#### Brief:
From the records below, copy word for word every line from the one containing "the rear side" through the one containing "[(193, 15), (72, 36)]". Include both of those lines.

= = = = =

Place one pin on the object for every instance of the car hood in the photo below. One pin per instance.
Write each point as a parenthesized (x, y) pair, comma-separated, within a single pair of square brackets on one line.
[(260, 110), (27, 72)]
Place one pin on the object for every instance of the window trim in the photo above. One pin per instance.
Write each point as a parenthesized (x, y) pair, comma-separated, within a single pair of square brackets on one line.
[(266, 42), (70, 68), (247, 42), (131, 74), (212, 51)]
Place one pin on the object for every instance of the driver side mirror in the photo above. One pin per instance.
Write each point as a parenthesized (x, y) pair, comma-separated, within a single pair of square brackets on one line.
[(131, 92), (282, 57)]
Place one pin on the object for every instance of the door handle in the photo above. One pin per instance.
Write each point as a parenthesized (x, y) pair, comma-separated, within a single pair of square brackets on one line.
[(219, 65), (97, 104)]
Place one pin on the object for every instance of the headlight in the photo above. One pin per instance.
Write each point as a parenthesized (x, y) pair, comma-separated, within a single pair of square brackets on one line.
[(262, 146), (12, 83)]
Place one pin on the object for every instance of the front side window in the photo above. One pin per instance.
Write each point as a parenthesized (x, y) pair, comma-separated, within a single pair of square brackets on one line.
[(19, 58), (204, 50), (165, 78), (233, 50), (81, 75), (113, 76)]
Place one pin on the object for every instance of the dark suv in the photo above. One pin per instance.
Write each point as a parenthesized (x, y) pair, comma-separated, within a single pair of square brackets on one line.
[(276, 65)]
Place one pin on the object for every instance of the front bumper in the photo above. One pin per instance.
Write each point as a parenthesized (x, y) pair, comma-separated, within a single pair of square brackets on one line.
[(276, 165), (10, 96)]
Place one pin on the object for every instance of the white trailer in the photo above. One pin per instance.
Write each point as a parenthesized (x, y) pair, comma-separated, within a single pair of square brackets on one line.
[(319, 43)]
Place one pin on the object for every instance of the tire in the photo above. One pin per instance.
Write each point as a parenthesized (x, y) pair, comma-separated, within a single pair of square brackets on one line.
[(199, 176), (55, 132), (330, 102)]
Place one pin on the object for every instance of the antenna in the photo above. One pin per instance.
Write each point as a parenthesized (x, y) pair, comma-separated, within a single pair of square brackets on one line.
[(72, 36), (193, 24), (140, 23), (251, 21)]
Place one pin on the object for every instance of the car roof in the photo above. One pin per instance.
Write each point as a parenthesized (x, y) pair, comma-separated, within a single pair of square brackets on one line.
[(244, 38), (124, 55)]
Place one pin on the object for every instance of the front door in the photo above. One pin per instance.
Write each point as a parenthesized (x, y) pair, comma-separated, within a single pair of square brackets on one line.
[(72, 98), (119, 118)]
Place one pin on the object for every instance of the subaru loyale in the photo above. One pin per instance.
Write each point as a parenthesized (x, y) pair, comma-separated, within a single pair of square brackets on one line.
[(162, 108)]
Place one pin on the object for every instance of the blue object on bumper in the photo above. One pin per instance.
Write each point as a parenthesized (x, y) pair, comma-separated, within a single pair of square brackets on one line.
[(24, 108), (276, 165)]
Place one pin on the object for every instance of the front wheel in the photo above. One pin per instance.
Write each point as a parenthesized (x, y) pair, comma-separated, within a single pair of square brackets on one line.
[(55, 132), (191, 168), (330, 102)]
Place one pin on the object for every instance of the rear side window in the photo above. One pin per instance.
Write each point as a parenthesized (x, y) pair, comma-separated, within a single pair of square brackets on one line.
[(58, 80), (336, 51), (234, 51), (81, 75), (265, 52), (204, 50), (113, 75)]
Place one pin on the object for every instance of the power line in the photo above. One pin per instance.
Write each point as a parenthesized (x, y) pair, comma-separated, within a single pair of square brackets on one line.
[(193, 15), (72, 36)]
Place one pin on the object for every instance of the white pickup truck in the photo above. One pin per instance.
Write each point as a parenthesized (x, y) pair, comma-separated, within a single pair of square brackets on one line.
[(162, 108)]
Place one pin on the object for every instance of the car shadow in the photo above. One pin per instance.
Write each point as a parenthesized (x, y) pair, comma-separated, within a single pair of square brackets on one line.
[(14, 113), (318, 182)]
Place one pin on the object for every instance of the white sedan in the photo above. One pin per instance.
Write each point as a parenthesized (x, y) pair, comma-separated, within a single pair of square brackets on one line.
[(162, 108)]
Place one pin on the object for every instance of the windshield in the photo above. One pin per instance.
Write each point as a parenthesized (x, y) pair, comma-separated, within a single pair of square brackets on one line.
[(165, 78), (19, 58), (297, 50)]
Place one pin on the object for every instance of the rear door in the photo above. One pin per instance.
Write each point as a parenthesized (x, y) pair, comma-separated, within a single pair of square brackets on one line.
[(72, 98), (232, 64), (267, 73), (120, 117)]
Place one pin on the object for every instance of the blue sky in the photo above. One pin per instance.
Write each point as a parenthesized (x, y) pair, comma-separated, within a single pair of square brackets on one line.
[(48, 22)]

= = = = =

#### Response:
Place one pin on the object for every instance of the rear side window in the photo above. One pin per instance.
Write each point as a parenthesized (x, y) pair, comma-separated, within a single pair of square brackets on one line.
[(58, 80), (336, 51), (234, 51), (81, 75), (265, 52), (204, 50), (113, 75)]
Place one pin on the object for every instance of the power line in the photo above. One pin per instance.
Write each point as a parenthesized (x, y) pair, comma-separated, within a single pair of square brackets on one line.
[(193, 15), (72, 36)]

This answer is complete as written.